What is needed: Copy out every line of the entries below, keeping each character unchanged.

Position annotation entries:

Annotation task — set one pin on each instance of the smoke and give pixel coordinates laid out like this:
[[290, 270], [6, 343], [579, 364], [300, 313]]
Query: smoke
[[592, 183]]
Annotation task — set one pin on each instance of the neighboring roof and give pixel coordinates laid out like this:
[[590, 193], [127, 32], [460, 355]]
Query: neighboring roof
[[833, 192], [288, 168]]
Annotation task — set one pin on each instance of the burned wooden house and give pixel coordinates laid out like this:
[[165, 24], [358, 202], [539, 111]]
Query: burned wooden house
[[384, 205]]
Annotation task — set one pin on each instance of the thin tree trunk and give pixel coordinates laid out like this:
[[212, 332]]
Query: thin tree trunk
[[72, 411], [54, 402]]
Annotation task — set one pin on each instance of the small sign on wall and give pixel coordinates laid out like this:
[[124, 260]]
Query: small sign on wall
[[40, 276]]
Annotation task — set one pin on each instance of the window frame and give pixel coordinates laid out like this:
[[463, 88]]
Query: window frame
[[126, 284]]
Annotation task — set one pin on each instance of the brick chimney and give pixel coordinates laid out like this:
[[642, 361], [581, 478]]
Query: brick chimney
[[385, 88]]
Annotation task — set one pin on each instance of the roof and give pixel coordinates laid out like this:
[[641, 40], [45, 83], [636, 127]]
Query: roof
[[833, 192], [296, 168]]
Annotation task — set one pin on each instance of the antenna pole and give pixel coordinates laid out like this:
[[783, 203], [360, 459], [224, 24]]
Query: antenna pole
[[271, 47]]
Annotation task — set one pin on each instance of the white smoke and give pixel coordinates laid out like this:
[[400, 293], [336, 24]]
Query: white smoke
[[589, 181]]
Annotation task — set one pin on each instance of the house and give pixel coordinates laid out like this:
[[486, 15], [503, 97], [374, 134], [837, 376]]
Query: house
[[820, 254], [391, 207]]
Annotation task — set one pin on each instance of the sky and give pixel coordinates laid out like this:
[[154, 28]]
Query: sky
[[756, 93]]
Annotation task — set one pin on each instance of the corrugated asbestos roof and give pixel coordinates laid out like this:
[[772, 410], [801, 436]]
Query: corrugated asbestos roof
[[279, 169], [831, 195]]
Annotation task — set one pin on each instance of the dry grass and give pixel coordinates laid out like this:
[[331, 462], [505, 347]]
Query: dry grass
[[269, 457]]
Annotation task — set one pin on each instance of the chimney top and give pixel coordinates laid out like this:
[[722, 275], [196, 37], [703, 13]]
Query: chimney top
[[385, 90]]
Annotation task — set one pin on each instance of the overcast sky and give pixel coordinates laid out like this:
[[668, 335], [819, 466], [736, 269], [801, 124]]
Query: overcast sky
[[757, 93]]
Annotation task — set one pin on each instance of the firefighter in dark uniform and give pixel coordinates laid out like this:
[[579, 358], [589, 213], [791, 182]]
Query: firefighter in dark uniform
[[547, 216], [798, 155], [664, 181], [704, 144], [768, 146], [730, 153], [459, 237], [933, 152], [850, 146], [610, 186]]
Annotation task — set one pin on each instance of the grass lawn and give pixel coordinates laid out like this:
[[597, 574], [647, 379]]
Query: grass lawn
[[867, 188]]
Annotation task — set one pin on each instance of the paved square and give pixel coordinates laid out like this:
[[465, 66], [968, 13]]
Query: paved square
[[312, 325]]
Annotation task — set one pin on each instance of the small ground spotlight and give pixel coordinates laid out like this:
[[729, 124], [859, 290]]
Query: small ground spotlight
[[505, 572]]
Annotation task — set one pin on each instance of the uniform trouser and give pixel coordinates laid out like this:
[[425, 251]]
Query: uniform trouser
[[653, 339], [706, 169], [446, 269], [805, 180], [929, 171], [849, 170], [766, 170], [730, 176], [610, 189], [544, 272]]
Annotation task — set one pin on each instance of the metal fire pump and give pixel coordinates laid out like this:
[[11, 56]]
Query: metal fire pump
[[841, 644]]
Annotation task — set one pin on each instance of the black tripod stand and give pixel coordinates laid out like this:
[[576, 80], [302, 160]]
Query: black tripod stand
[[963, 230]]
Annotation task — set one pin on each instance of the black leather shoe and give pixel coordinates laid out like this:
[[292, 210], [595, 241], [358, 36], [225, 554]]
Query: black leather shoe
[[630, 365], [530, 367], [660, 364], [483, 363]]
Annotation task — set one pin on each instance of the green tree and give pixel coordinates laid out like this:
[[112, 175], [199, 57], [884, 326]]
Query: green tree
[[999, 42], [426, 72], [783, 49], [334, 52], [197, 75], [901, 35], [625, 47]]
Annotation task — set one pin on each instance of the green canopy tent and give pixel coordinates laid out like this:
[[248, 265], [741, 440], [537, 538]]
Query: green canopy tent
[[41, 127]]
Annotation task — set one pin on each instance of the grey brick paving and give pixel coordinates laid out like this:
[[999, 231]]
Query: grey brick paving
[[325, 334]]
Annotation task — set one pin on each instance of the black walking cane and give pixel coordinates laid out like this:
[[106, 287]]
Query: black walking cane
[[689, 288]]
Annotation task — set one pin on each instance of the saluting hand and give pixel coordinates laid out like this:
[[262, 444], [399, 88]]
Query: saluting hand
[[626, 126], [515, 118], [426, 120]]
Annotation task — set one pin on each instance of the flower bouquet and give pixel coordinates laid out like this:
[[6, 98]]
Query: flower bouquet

Output of the task:
Annotation task — set one pin on each instance of the smoke and give pixel coordinates laid out like this:
[[290, 270], [6, 343], [579, 364], [300, 313]]
Query: smoke
[[592, 183]]
Annotation task — set one pin on each instance of the neighboring roof and give pixel coordinates laid out like this:
[[590, 193], [127, 32], [460, 355]]
Query: neighboring roof
[[833, 192], [288, 168]]
Annotation task — set one pin on each instance of the burned wooden house and give pixel coordinates laid out like this:
[[165, 24], [358, 202], [539, 111]]
Query: burned wooden house
[[384, 205]]
Annotation task — set one pin on each instance of the thin tree trunk and give pixel coordinates laid out like this:
[[212, 332]]
Query: thin tree trunk
[[72, 411], [54, 402]]
Annotation task — set one pin on each instance of the small sign on wall and give pixel coordinates laid out like this:
[[124, 260]]
Query: small sign on wall
[[40, 276]]
Annotation task — set one pin on each instance of the window frame and give pixel coordinates laid out like this:
[[463, 88]]
Query: window frame
[[126, 284]]
Annotation task — set one pin on each instance of the brick chimney and give pixel coordinates laid out like this:
[[642, 361], [581, 478]]
Query: brick chimney
[[385, 88]]
Annotation task — set one pin on each instance of the roof and give pixel coordinates laid out like this:
[[641, 40], [45, 83], [636, 127]]
Query: roof
[[833, 192], [296, 168]]
Annotation task — set one pin on each instance of the antenna pole and give pixel coordinates laid out like this:
[[783, 203], [360, 459], [224, 24]]
Query: antenna pole
[[271, 47]]
Annotation task — set one pin on each instance of the white smoke and give pixel coordinates laid out like this:
[[400, 293], [336, 24]]
Query: white smoke
[[589, 181]]
Annotation task — set one pin on each instance of the house and give pixel coordinates laid out like this:
[[486, 15], [503, 97], [374, 134], [837, 376]]
Query: house
[[820, 254], [391, 207]]
Annotation task — set one pin on each instance of the sky and give pixel coordinates laid out like this:
[[154, 28]]
Query: sky
[[756, 93]]
Annotation task — set one pin on each instance of the corrugated asbestos roof and give pixel coordinates laid out like this:
[[772, 410], [801, 436]]
Query: corrugated asbestos roof
[[279, 169], [831, 195]]
Annotation task — set one pin on each instance of the dry grass and give pixel coordinates laid out like this:
[[331, 462], [505, 347]]
Query: dry grass
[[269, 457]]
Annotation task — set one pin on each instance of the chimney top and give pixel coordinates laid out like this:
[[722, 275], [196, 37], [703, 13]]
Query: chimney top
[[385, 90]]
Annotation task — set one pin on each instance of the overcast sky and give pixel coordinates laid out like this:
[[668, 335], [819, 466], [736, 269], [801, 124]]
Query: overcast sky
[[757, 93]]
Annotation task — set one pin on each instance of the firefighter in dark uniform and give pixel coordinates laid out like this:
[[579, 358], [589, 213], [791, 182]]
Query: firefighter in dark uniform
[[547, 216], [798, 155], [664, 181], [704, 144], [768, 146], [730, 153], [459, 237], [933, 152], [850, 146], [610, 186]]
Annotation task — set one pin on each instance of the grass lawn and give pixel coordinates laid out like this:
[[597, 574], [647, 379]]
Query: grass lawn
[[867, 188]]
Annotation task — set one pin on each instance of the paved square and give pixel coordinates laid out like this:
[[465, 66], [968, 13]]
Query: paved square
[[312, 325]]
Annotation task — set one pin on each instance of the small ground spotlight and give pixel coordinates laid out like this:
[[729, 124], [859, 290]]
Query: small ground spotlight
[[505, 572]]
Annotation task — set one pin on each instance of the uniform trouser and give pixel coordinates laid out like this:
[[425, 251]]
Query: uniform trouser
[[653, 339], [706, 169], [446, 269], [805, 180], [929, 171], [849, 170], [766, 170], [730, 176], [610, 189], [544, 272]]
Annotation task — set one pin on each instance of the metal fire pump and give pixel coordinates laid out like this:
[[11, 56]]
Query: metal fire pump
[[841, 644]]
Annotation task — set one pin on each instance of the black tripod stand and give pixel coordinates laid out like this:
[[576, 80], [302, 160]]
Query: black tripod stand
[[963, 230]]
Annotation task — set one pin on each instance of the black leather shoe and give pixel coordinates laid out like this:
[[292, 210], [595, 241], [358, 36], [225, 554]]
Query: black leather shoe
[[630, 365], [530, 367], [660, 364], [483, 363]]
Annotation task — set one pin on each instance of the green tree and give pixel coordinates laid out like this:
[[112, 175], [199, 57], [884, 326]]
Query: green tree
[[999, 42], [426, 72], [783, 49], [334, 52], [197, 75], [901, 35], [625, 47]]
Annotation task — set one pin on each instance of the green canopy tent and give pixel coordinates laid out like this:
[[248, 265], [741, 440], [537, 538]]
Query: green canopy tent
[[41, 127]]
Annotation task — set one pin on each instance of the grey brick paving and give pixel coordinates laid out like this:
[[999, 231]]
Query: grey brick paving
[[325, 334]]
Annotation task — set one pin on each instance of the black walking cane and give pixel coordinates laid out like this:
[[106, 287]]
Query: black walking cane
[[689, 288]]
Annotation task — set one pin on each instance of the saluting hand and give pixel coordinates laid out like this:
[[262, 444], [399, 88]]
Query: saluting hand
[[626, 126], [515, 118], [426, 120]]
Annotation task — set one pin on each instance of the flower bouquet and give pixel coordinates laid out like this:
[[6, 98]]
Query: flower bouquet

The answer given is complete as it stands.